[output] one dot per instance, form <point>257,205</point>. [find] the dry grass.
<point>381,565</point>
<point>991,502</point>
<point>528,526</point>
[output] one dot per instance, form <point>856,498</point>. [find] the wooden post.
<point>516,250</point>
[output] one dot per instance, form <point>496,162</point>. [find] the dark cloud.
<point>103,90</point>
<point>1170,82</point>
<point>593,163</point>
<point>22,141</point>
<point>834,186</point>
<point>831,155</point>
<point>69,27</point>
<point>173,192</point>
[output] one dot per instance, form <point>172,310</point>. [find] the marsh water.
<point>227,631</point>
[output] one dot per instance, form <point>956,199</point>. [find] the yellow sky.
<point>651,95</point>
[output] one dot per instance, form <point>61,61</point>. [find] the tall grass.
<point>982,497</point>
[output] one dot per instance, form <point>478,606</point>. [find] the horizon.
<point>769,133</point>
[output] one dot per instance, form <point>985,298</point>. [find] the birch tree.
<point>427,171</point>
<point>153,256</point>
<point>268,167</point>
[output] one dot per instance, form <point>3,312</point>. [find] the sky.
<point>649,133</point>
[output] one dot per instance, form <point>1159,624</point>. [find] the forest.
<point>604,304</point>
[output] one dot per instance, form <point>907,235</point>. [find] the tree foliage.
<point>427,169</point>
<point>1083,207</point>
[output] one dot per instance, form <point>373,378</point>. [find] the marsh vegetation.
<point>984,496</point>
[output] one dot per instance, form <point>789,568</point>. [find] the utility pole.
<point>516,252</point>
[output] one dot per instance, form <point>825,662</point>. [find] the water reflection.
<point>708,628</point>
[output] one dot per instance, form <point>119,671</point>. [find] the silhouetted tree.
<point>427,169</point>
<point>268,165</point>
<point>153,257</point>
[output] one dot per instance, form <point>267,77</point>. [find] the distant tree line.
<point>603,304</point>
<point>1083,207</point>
☆ ☆ ☆ ☆ ☆ ☆ ☆
## Work instructions
Return each line of the data above verbatim.

## Task solution
[output] one dot per instance, form <point>257,205</point>. [find] the dry grass.
<point>381,565</point>
<point>991,502</point>
<point>528,526</point>
[output] one dot per instance, form <point>856,498</point>. [find] the wooden post.
<point>516,250</point>
[output] one dot per instance, form <point>496,162</point>. [find] the dark cloud.
<point>103,90</point>
<point>1170,82</point>
<point>593,163</point>
<point>22,141</point>
<point>834,186</point>
<point>831,155</point>
<point>69,27</point>
<point>173,192</point>
[output] one dot per instance, form <point>172,310</point>. [find] the marsh water.
<point>227,631</point>
[output] one dot per instance, form <point>956,199</point>. [find] the yellow sky.
<point>651,95</point>
[output] one dot per instance, form <point>61,61</point>. [find] the tall grass.
<point>982,497</point>
[output] one dot per instance, form <point>478,606</point>. [find] the horizon.
<point>769,133</point>
[output] one dot per instance, form <point>985,298</point>. [find] the birch tree.
<point>427,171</point>
<point>153,256</point>
<point>268,167</point>
[output] one dot per instance, form <point>3,312</point>. [find] the sky.
<point>649,133</point>
[output] one dot per instance, form <point>1159,624</point>. [find] the forest.
<point>604,304</point>
[output] one dot per instance, form <point>907,235</point>. [find] the tree foliage.
<point>427,169</point>
<point>1083,207</point>
[output] one dot per instance, form <point>373,378</point>. [find] the marsh vegetation.
<point>984,496</point>
[output] one dot per instance, form <point>789,568</point>. [find] the utility pole.
<point>516,252</point>
[output] one dot per instance, form <point>825,662</point>. [find] the water reflection.
<point>708,628</point>
[output] one dot per instance, form <point>119,671</point>. [find] the silhouetted tree.
<point>427,169</point>
<point>268,165</point>
<point>153,257</point>
[output] one dot per instance, form <point>267,77</point>. [find] the distant tree line.
<point>603,304</point>
<point>1083,207</point>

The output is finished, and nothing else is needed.